+++ RECORDS SUPPLIED

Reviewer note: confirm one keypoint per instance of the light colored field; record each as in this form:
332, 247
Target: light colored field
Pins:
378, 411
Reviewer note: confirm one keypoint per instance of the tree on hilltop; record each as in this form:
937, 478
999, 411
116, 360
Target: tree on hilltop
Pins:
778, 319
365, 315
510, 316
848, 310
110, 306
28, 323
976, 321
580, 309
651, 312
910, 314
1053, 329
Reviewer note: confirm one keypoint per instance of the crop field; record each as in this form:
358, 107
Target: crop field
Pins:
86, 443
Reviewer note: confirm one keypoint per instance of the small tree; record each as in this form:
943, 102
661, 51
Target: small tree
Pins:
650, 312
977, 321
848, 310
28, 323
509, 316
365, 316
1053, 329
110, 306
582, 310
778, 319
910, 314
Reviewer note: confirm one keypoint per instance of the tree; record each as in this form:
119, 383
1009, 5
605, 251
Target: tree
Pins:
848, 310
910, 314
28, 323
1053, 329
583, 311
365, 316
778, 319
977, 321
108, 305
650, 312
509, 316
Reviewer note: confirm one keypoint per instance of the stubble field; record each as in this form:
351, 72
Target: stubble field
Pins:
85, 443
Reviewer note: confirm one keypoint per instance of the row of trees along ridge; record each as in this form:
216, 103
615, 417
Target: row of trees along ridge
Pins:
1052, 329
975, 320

++++++

Starting at the line containing "Reviewer note: confirm one keypoint per instance of the row" and ending at the last line, reproduce the lines with "ridge" swapped for "crest" and nothing else altered.

Reviewer note: confirm one keypoint per instance of the row of trees along crest; record each as in this form:
216, 103
615, 417
Target: row of trees along crest
Pins:
1052, 329
975, 320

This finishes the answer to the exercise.